Image entries for named regions ::

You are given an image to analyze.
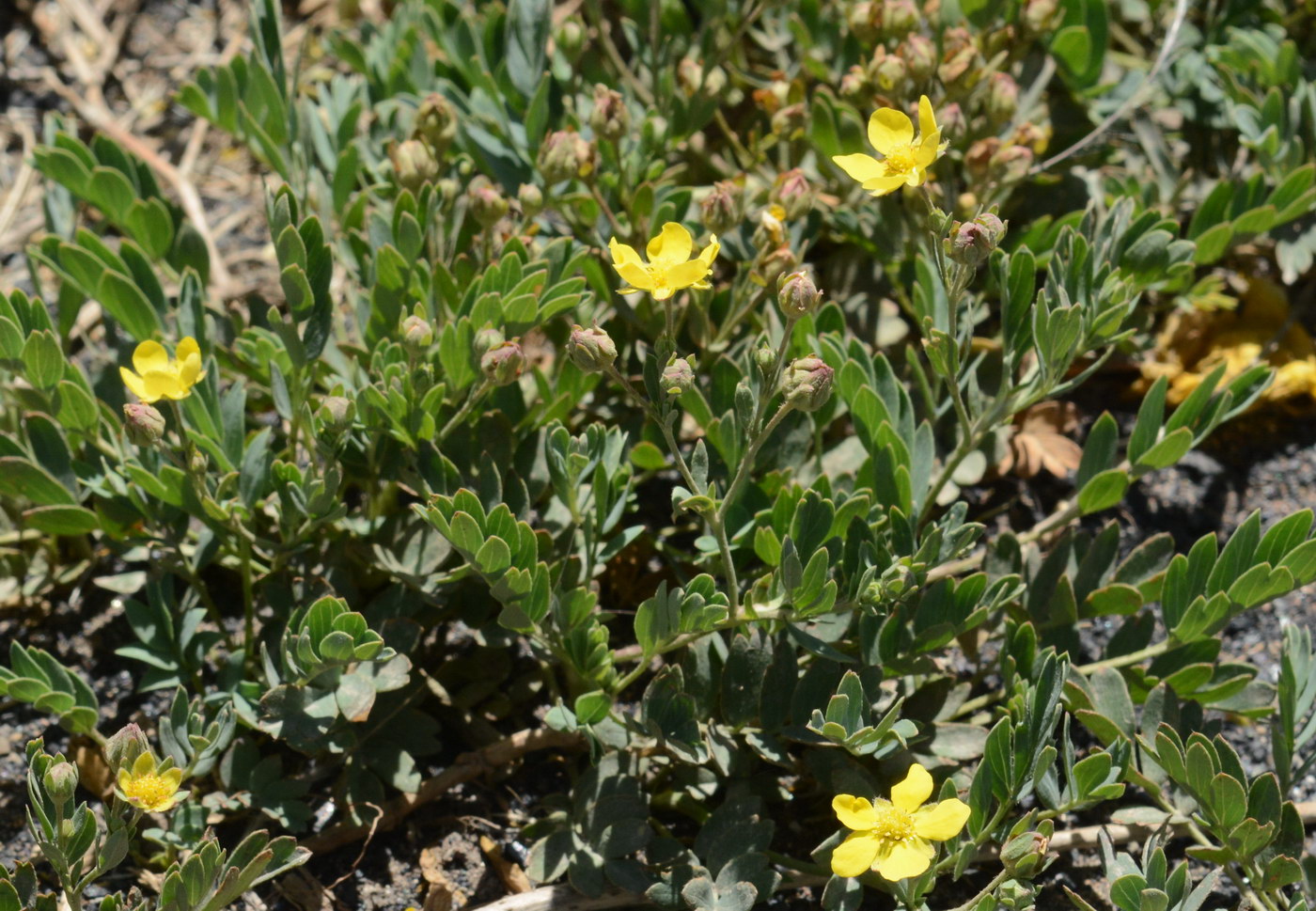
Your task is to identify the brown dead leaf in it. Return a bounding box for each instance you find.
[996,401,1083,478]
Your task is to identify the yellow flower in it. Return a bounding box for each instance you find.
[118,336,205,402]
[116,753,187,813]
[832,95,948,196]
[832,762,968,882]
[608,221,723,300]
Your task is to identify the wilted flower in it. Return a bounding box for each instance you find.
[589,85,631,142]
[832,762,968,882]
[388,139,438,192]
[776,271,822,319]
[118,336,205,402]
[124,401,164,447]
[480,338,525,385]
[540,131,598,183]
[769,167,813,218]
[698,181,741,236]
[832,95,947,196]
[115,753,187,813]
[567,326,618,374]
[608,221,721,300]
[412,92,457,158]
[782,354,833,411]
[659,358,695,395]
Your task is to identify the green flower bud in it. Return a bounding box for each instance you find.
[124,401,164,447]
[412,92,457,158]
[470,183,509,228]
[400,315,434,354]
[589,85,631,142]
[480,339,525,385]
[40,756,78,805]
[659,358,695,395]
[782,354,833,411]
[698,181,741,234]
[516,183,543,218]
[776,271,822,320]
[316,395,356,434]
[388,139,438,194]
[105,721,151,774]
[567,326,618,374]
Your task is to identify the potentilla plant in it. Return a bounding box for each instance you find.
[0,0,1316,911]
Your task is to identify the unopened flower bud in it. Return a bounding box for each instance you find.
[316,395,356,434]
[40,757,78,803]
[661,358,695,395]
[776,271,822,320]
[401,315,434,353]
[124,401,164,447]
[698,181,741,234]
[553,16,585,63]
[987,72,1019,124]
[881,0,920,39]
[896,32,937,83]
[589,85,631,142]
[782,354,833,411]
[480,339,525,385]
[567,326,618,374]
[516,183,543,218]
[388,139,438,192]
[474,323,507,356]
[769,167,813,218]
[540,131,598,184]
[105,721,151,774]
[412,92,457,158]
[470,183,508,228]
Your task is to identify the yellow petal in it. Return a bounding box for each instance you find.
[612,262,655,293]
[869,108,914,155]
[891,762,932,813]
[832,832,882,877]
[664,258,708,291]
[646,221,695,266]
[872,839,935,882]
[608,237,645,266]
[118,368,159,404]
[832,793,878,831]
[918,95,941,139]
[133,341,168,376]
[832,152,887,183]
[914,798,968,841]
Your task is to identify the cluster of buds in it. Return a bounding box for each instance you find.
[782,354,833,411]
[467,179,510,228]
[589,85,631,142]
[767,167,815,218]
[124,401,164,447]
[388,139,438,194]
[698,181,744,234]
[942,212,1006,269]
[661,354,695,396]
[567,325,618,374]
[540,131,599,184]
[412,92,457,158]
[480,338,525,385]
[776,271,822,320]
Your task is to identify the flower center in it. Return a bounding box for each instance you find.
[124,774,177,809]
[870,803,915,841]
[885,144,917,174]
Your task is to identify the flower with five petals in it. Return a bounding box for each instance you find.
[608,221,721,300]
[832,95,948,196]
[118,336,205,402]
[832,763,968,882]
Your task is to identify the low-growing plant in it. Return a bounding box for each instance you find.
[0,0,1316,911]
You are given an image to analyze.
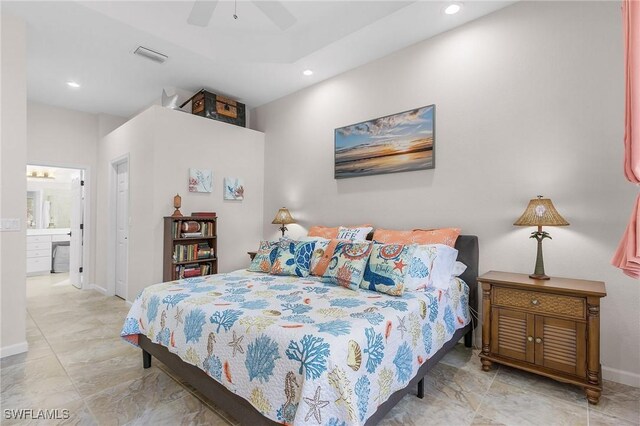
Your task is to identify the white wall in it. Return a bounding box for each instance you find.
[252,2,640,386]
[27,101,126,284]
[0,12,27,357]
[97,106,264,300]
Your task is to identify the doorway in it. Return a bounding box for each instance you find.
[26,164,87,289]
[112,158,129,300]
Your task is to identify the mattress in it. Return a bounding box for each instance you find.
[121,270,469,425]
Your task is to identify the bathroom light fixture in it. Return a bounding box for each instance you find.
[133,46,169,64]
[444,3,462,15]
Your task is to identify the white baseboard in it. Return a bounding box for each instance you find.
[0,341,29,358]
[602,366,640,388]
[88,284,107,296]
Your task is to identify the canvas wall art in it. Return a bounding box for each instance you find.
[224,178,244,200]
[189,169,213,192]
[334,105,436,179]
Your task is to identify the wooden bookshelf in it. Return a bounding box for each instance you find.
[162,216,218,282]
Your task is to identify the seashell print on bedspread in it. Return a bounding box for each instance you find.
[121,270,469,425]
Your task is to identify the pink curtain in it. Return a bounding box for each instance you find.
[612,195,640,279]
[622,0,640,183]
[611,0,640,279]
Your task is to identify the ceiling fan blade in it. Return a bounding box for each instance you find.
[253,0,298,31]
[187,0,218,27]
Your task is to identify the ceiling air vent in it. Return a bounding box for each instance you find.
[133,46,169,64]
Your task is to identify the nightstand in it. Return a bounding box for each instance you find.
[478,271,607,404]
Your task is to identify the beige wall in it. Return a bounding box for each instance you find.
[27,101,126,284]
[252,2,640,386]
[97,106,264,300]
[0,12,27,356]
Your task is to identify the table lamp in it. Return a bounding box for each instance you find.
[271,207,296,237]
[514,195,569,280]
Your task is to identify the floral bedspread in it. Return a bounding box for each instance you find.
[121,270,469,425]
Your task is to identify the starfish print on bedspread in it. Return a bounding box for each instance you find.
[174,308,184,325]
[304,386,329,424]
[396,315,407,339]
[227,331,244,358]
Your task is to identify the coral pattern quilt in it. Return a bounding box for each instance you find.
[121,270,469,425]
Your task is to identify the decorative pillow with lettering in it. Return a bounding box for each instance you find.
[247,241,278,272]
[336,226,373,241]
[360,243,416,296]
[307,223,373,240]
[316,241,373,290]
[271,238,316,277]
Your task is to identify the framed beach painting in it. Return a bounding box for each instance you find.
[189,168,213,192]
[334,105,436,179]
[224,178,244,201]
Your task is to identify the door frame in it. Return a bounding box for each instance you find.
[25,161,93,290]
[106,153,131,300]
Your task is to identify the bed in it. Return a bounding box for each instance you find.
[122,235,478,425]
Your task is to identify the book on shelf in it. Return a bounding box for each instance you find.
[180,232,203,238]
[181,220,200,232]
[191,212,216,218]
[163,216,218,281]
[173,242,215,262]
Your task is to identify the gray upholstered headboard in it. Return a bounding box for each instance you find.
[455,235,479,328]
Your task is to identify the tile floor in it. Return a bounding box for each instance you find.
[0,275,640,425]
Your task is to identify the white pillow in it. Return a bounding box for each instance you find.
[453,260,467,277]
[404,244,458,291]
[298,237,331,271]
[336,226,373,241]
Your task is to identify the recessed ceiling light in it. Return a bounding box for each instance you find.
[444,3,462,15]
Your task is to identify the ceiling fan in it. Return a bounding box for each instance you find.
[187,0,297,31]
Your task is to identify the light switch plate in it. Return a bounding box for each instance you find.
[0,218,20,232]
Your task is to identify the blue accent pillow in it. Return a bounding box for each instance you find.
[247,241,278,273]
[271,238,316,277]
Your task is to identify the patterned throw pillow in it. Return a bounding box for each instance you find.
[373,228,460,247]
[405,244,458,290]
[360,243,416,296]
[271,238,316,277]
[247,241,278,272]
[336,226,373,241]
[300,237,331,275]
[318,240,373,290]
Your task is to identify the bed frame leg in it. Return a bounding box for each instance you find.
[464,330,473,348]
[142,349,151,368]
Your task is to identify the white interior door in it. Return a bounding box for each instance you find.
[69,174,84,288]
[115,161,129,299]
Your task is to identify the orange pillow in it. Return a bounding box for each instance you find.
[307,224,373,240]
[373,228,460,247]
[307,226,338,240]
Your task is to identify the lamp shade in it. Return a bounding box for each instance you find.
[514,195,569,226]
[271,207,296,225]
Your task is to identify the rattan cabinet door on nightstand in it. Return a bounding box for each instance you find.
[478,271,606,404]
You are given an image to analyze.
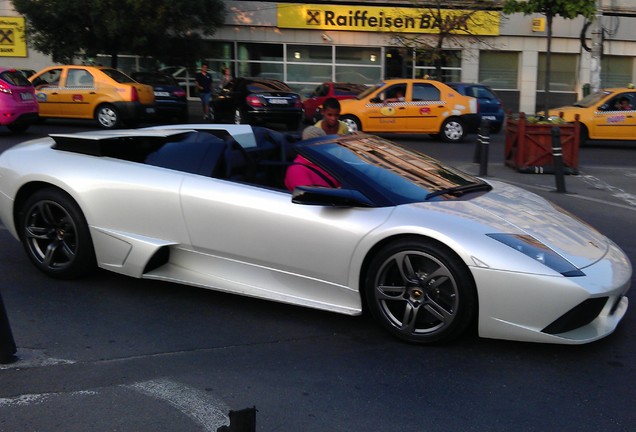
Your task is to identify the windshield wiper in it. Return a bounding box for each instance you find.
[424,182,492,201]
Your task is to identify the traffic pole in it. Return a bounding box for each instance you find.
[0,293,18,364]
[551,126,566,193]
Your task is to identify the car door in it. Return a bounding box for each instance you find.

EXERCISE BRIEF ::
Could you output every line of the listing above word for word, with the pictures left out?

EXPECTED ANSWER ::
You are given an image to analyze.
Your task is to identify the brown dead leaf in it. Return a bounding box for each instance you find.
[996,401,1083,478]
Your task is to identify the yellow flower in it. Return a bounding box for each instance you find.
[118,336,205,402]
[116,753,187,813]
[832,95,948,196]
[832,762,968,882]
[608,221,723,300]
Your task is to identify the wilted flower in it. Return a bounding box for each instance you find.
[589,85,631,142]
[832,762,968,882]
[388,139,438,192]
[776,271,822,319]
[118,336,205,402]
[124,401,164,447]
[480,338,525,385]
[540,131,598,183]
[769,167,813,218]
[698,181,741,236]
[832,95,947,196]
[115,753,187,813]
[567,326,618,374]
[608,221,721,300]
[412,92,457,158]
[782,354,833,411]
[659,358,695,395]
Your task is to identify the green flower bud in it. Return a bounding box for each instance you find.
[124,401,164,447]
[412,92,457,158]
[470,183,509,228]
[400,315,434,354]
[589,85,631,142]
[480,339,525,385]
[40,756,78,805]
[659,358,695,395]
[782,354,833,411]
[698,181,741,234]
[516,183,543,218]
[776,271,822,320]
[316,395,356,434]
[388,139,438,194]
[105,721,151,774]
[567,326,618,374]
Your task is to identify the potentilla plant in it. Return a bounding box for each instance you find.
[0,0,1316,911]
Your task is to identify the unopened flower bud in it. Return a bounding box for each instance you find.
[316,395,356,434]
[40,757,78,803]
[661,358,695,395]
[776,271,822,320]
[401,315,434,353]
[124,401,164,447]
[698,181,741,234]
[553,16,585,63]
[987,72,1019,124]
[881,0,920,39]
[896,32,937,83]
[589,85,631,142]
[782,354,833,411]
[480,339,525,385]
[567,326,618,374]
[516,183,543,218]
[388,139,438,192]
[474,323,507,356]
[769,167,813,218]
[540,131,598,184]
[105,721,151,774]
[412,92,457,158]
[470,183,508,228]
Your task is to identify the yellow petal in it. Return a bounding box for each instance you find.
[612,262,655,293]
[869,108,914,155]
[891,762,932,813]
[832,832,882,877]
[664,258,708,291]
[646,221,695,266]
[872,839,935,882]
[608,237,645,266]
[118,368,159,404]
[832,793,878,831]
[918,95,941,139]
[133,341,168,376]
[832,152,887,183]
[914,798,968,841]
Your task is to identify the cluster of buds in it. Return a bounding box for each instance you find.
[782,354,833,411]
[467,179,510,228]
[589,85,631,142]
[767,167,815,218]
[124,401,164,447]
[388,139,438,194]
[698,181,744,234]
[942,212,1006,269]
[661,354,695,396]
[567,325,618,374]
[540,131,599,184]
[412,92,457,158]
[480,338,525,385]
[776,271,822,320]
Your task is to identify the flower center in it. Return a bounding box for each instance you find.
[124,774,177,809]
[870,803,915,841]
[885,144,917,174]
Your task is to identify the flower with five petals in it. Return a bounding box for each instance you find.
[608,221,721,300]
[832,95,948,196]
[118,336,205,402]
[832,763,968,882]
Your task is to identify the low-growing plant in it. Return a bounding box for each instance you find.
[0,0,1316,911]
You are given an image to analyze.
Your task is to identify the white wall in it. Return a bounding box for each instance you find.
[252,2,640,386]
[27,101,126,284]
[0,12,27,357]
[97,106,264,300]
Your task is to identify the doorway in it. Return a bounding box for each instance you find.
[26,164,87,289]
[112,158,129,300]
Your task is to identify the mattress in it. Return a bounding box for each instance you find.
[121,270,469,425]
Your task is to identify the bathroom light fixture in it. Return a bounding box for each instance you find.
[133,46,169,64]
[444,3,462,15]
Your task is to identify the white baseboard in it. Return a bounding box for each instance you find.
[0,341,29,358]
[602,366,640,388]
[88,284,107,296]
Your task is to identify the canvas wall art in it. Return a bounding box for each instance you find.
[224,178,244,200]
[189,169,213,192]
[334,105,436,179]
Your task is to identify the wooden bookshelf in it. Return a bounding box for each instance you find.
[162,216,218,282]
Your task is to identify the seashell print on bedspread in it. Return a bounding box for each instance you find.
[121,270,469,425]
Your task is to identify the pink curtain in it. Return a bounding box for each instance you find.
[612,195,640,279]
[622,0,640,183]
[611,0,640,279]
Your task is to identify the ceiling fan blade in it. Return a bounding box for each instance you find.
[253,0,298,31]
[187,0,218,27]
Your task is to identify the ceiling air vent in it. Return a bounding box for each instance you find.
[133,46,169,64]
Your task is to identify the nightstand in it. Return a bounding box for each instance you find.
[478,271,607,404]
Your task is to identify the beige wall in it. Return a bounding box for each instance you find.
[27,101,126,284]
[252,2,640,386]
[97,106,264,300]
[0,12,27,356]
Your task is to identify the table lamp in it. Return a bounding box for each instance you find.
[271,207,296,237]
[514,195,569,280]
Your task is to identify the floral bedspread in it. Return a bounding box for each instance you find.
[121,270,469,425]
Your task is to identify the starfish print on bedspread in it. Return a bounding box for each instance you find.
[174,308,184,325]
[304,386,329,424]
[396,315,407,339]
[227,331,244,358]
Your task is to identify the coral pattern quilt in it. Return a bounding box for each instance you find.
[121,270,469,425]
Your task is to identify the decorative pillow with lettering in it. Return a bounding box for each instance you find.
[247,241,278,272]
[336,226,373,241]
[360,243,416,296]
[307,223,373,240]
[316,241,373,290]
[271,238,316,277]
Your task is to identify the framed beach painting in it. Return a bounding box for each instance you find.
[189,168,213,192]
[334,105,436,179]
[224,178,244,201]
Your task is to identify the door frame in it. Return a bounding box for each instance you find.
[25,161,93,290]
[106,153,131,300]
Your task is to identify the bed in it. Return a bounding box for each instance you find.
[122,235,478,425]
Your task is to identify the book on shelf in it. Return a bounding box for each instance you find.
[180,232,203,238]
[181,220,200,232]
[191,212,216,218]
[163,216,218,281]
[173,242,215,262]
Your task is to identify the gray upholstered headboard in it. Return a bounding box for each instance you find.
[455,235,479,328]
Your task is to identify the tile floor in it. Return a bounding box for each instance you find.
[0,275,640,425]
Your task is to identify the white pillow in it. Return a bounding box for each instance you find.
[453,260,467,277]
[404,244,458,291]
[298,237,331,271]
[336,226,373,241]
Your task is to identify the recessed ceiling light in it. Return a bounding box for each instance you find.
[444,3,462,15]
Your task is to identify the ceiling fan in it. Return a bounding box for each instance you find.
[187,0,297,31]
Your task is to identify the light switch plate in it. Return a bounding box for each instance you find.
[0,218,20,232]
Your task is to identify the blue accent pillow in it. Return a bounding box for each instance you find.
[247,241,278,273]
[271,238,316,277]
Your task is to identify the patterned throw pillow in it. Return a bounding box for each instance you find.
[373,228,460,247]
[405,244,458,290]
[360,243,416,296]
[271,238,316,277]
[247,241,278,272]
[336,226,373,241]
[300,237,331,275]
[318,240,373,290]
Your task is to identify the bed frame leg in it. Return a bounding box for each instance you find.
[464,330,473,348]
[142,349,151,368]
Your task is to identify the white interior door in it. Return a bounding box for each instance you find.
[69,174,84,288]
[115,161,129,299]
Your task is to identify the orange pillow in it. Return a bounding box for each instance you find.
[307,224,373,240]
[373,228,460,247]
[307,226,338,240]
Your task is to identify the lamp shade in it. Return a bounding box for each instance you find.
[514,195,569,226]
[271,207,296,225]
Your task is to identify the rattan cabinet door on nightstand in it. Return a bounding box for each instance you find.
[478,271,606,404]
You are given an image to analyze.
Your task is to identify the windshield wiper in it. Return a bounding box for each instance you find.
[424,182,492,201]
Your task is to identify the traffic pole in it. Return a bounding box for each instance you find.
[0,293,18,364]
[551,126,566,193]
Your task is to identify the car door in it. Return a bounding box for each instance you find.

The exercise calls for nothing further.